#### [SOURCE PASSAGE]
————————

You should have a first class publicity agent like
Yours truly,
George Bernard Shaw"
I found one complete column of "Whipped Topics"
from London Opinion, republished in The
Straits Times (July 29,1912).
This is from the time when Ashley Sterne was
contributing. Many of the following
quips seem (at least to me) to exhibit his typical style of comic wordplay.
The Labour Leader's prayer: Give us this day our daily
strikes.
Mr. Arnold Bennett says that London is the most sentimental
city in Europe. That is, the most
sentimental for its sighs.
An adder measuring 36 inches was killed with a scythe by
some haymakers in the Isle of Wight. The
adder perished by simple division.
"Homeless. The
story of a woman's Fall. 4,000 feet." – Cinema film advertisement. There should be with this a dull, sickening
thud.
Now that full explanations of the Insurance Act are being
given, we only need full explanations of the full explanations and then we can
get to work.
While a man was cheering Mr. Lloyd George at Swansea, his
purse was stolen. Great indignation is
expressed at this encroachment on the Chancellor's prerogative.
Mr. Carnegie's advice to the students of Aberdeen University
was "to remain teetotallers until you have become millionaires." Most people would elect to remain
millionaires until they have become teetotallers.
A scientist is said to have discovered that the real cause
of labour unrest is work.
"The poultice," said an eminent medical man the
other day, "is as dead as Queen Anne." Yet once upon a time it was a great draw.

————————

Continue the passage on the 1912 "Whipped Topics" column from where it stops. The records come from a separate source.

[Records from a data source]
————————

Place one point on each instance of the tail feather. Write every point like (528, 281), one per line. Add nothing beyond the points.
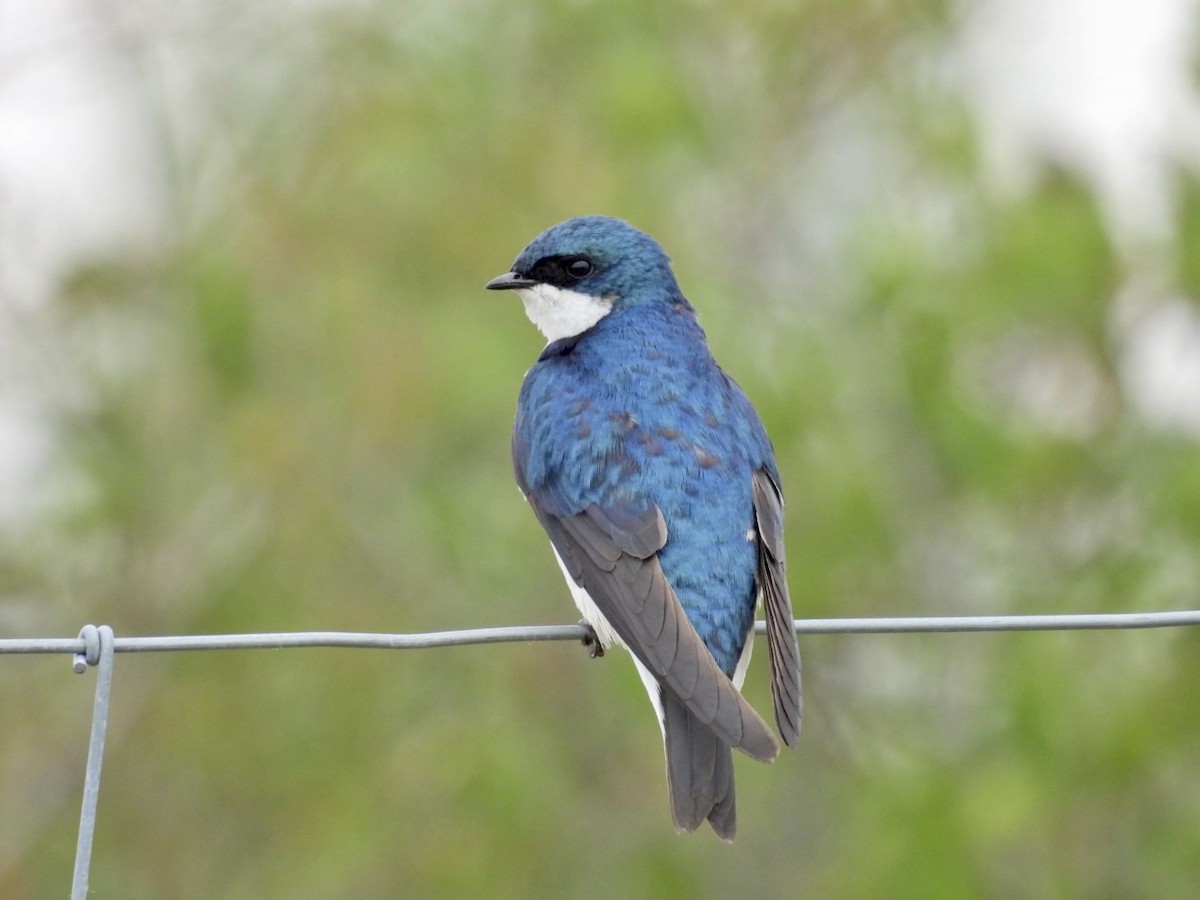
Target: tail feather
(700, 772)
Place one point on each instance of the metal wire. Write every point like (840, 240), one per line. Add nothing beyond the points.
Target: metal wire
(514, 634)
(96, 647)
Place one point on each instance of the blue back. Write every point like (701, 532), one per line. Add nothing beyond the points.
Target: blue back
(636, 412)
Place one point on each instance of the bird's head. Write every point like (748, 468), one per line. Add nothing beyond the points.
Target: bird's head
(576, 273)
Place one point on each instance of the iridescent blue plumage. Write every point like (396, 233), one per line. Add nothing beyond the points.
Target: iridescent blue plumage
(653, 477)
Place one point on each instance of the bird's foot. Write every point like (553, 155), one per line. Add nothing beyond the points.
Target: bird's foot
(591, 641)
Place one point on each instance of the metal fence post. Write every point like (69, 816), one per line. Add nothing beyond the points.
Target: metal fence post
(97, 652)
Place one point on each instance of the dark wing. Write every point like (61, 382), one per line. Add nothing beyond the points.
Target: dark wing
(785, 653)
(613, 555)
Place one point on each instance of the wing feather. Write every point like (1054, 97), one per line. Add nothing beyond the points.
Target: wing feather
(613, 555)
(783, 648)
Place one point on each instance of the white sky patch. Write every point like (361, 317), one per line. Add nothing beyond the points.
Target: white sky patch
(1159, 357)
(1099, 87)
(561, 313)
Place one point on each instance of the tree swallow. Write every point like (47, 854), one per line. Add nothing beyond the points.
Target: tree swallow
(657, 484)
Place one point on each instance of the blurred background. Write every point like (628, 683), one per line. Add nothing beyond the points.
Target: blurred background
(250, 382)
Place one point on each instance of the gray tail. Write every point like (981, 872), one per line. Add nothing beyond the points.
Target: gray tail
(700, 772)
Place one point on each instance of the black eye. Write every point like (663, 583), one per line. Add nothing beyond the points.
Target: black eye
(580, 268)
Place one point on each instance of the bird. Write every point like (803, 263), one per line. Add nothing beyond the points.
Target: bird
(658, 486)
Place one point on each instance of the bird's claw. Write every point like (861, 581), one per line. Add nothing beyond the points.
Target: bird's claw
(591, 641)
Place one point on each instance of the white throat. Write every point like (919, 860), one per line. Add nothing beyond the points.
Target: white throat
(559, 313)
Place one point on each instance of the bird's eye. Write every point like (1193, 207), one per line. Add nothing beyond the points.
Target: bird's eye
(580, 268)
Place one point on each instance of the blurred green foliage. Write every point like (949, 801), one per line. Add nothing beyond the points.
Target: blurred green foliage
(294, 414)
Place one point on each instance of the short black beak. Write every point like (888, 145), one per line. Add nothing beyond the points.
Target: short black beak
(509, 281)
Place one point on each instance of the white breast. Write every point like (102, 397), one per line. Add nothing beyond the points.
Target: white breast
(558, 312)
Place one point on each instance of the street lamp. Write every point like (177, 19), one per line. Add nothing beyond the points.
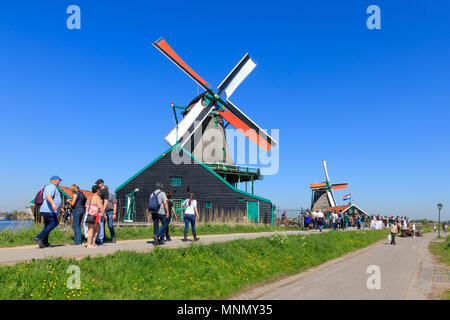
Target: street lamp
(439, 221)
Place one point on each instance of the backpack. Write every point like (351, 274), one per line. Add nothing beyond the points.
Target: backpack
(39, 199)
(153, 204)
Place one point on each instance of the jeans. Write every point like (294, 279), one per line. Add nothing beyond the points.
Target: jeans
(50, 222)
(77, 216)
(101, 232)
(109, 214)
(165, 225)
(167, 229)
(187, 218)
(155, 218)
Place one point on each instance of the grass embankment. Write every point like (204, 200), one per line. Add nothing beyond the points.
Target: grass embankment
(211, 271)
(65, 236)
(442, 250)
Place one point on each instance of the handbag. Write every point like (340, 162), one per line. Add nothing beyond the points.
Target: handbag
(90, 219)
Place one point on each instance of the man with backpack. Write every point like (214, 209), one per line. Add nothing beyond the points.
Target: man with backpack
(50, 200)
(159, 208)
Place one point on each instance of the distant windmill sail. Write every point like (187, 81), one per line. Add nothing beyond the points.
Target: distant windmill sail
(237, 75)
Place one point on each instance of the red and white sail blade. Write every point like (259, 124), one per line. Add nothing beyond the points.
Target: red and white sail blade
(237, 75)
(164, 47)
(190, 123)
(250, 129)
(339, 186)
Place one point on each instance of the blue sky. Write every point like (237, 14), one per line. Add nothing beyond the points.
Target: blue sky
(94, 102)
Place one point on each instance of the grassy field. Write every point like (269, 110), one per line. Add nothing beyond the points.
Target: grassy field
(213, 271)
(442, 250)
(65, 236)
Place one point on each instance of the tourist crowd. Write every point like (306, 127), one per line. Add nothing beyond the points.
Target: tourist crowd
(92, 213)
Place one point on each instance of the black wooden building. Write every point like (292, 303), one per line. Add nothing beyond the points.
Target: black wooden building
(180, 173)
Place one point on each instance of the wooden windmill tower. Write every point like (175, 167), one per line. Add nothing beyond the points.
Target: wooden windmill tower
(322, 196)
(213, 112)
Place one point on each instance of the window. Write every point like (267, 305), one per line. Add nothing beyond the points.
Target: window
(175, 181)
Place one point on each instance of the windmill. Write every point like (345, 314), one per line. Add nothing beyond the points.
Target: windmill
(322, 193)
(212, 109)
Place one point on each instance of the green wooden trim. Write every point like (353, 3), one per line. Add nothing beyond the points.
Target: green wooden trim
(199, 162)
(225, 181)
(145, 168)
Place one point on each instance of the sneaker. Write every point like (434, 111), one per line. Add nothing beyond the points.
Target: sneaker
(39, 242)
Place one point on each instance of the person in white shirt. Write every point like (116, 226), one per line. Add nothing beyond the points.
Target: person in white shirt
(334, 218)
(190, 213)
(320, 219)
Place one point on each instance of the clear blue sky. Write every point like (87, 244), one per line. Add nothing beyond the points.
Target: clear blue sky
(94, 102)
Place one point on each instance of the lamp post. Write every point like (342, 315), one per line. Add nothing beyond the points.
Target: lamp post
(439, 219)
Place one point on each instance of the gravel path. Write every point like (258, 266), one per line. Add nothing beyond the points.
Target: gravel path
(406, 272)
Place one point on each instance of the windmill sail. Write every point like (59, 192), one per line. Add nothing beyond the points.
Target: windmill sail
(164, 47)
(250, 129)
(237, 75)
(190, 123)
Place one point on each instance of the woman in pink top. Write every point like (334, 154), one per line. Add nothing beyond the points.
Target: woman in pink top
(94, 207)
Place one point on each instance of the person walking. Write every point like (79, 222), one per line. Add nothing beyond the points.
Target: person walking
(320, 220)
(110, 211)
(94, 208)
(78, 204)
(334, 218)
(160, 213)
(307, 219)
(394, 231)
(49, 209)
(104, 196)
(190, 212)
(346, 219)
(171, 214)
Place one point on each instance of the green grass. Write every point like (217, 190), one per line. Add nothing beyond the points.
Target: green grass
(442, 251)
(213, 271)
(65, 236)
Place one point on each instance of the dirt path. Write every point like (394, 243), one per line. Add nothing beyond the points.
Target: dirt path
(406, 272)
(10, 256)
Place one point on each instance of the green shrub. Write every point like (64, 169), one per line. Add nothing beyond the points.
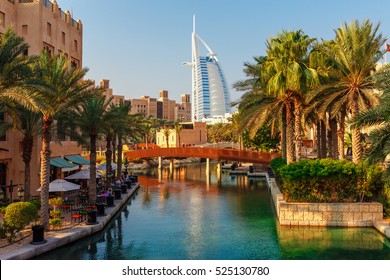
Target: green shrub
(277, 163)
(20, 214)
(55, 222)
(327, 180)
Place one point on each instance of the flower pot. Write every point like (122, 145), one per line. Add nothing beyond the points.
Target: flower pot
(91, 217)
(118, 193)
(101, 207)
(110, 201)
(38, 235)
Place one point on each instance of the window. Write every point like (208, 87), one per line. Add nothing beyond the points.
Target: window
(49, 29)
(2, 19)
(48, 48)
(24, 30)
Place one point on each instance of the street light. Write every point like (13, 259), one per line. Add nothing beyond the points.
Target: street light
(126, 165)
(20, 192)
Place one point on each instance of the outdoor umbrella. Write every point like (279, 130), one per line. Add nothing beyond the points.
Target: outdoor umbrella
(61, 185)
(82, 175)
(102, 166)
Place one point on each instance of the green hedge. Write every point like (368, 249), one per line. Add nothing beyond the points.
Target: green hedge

————————

#### [ANSWER FOR THE TASK]
Hats by "Steak, London" are among the articles
sold by Parisian dealers in fictitious trade marks. Hats "by mistake" are frequent in
London barber's shops.
A French physician has discovered a new cure for asthma and
hay fever. It is a serum developed from
the duck. He should have concealed this
fact; it is so suggestive of quackery.
The Recorder said the other day that the expulsion order
against criminal aliens was a farce.
Even funnier that the farce itself is the time that it has taken the
authorities to find it out.
It is always less trouble to believe a lie than to prove it
isn't true.
Actresses are not necessarily angels because they spend most
of their life in wings.
There is more rejoicing in a hotel over one honeymoon couple
than over fifty families with children.
Misfortune is the kind of fortune that never misses.
Man always regards flattery as truth, and truth as abuse,
said a woman lecturer the other day.